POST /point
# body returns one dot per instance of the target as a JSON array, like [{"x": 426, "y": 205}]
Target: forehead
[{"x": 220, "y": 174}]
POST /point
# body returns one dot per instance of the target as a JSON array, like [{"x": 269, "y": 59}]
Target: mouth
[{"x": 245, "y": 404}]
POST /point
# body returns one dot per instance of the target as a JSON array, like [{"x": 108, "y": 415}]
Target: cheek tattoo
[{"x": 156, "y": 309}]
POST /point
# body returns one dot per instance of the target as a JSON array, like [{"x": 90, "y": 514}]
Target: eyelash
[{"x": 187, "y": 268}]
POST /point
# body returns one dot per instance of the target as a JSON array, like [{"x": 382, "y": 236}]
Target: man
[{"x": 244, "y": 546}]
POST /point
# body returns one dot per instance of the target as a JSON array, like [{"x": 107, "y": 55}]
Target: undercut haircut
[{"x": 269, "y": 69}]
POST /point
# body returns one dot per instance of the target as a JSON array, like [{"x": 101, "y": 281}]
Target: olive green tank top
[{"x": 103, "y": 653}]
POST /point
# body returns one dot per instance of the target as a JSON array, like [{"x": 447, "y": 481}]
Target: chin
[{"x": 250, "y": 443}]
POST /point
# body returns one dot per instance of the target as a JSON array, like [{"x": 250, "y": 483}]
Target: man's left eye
+ + + + + + +
Short exercise:
Write the data out again in full and exactly.

Exercise result:
POST /point
# body returns one dot per instance of the target as a JSON array, like [{"x": 426, "y": 205}]
Target: forehead
[{"x": 220, "y": 174}]
POST /point
# body returns one dot per instance of the target as a JSON array, like [{"x": 269, "y": 59}]
Target: mouth
[{"x": 245, "y": 404}]
POST /point
# body returns one dot per instance of the target as a JSON array, like [{"x": 108, "y": 415}]
Target: cheek tattoo
[{"x": 156, "y": 309}]
POST /point
# body returns one dot per instance of the target as a JSON array, like [{"x": 90, "y": 514}]
Target: eyelash
[{"x": 187, "y": 268}]
POST /point
# body returns one dot per instance of the target as a JSON array, like [{"x": 382, "y": 236}]
Target: man
[{"x": 244, "y": 546}]
POST /point
# body returns one dot per instance of the target as a JSON array, like [{"x": 107, "y": 55}]
Target: undercut haircut
[{"x": 269, "y": 69}]
POST /point
# body returns one dot per instance of the target as a JSON array, like [{"x": 101, "y": 281}]
Target: olive green tank top
[{"x": 103, "y": 653}]
POST /point
# body returns one dot per instance of the target as a JSON array, like [{"x": 447, "y": 481}]
Target: chin
[{"x": 250, "y": 443}]
POST /point
# body returns one dot per instance of the target as a JSON array, like [{"x": 250, "y": 483}]
Target: man's left eye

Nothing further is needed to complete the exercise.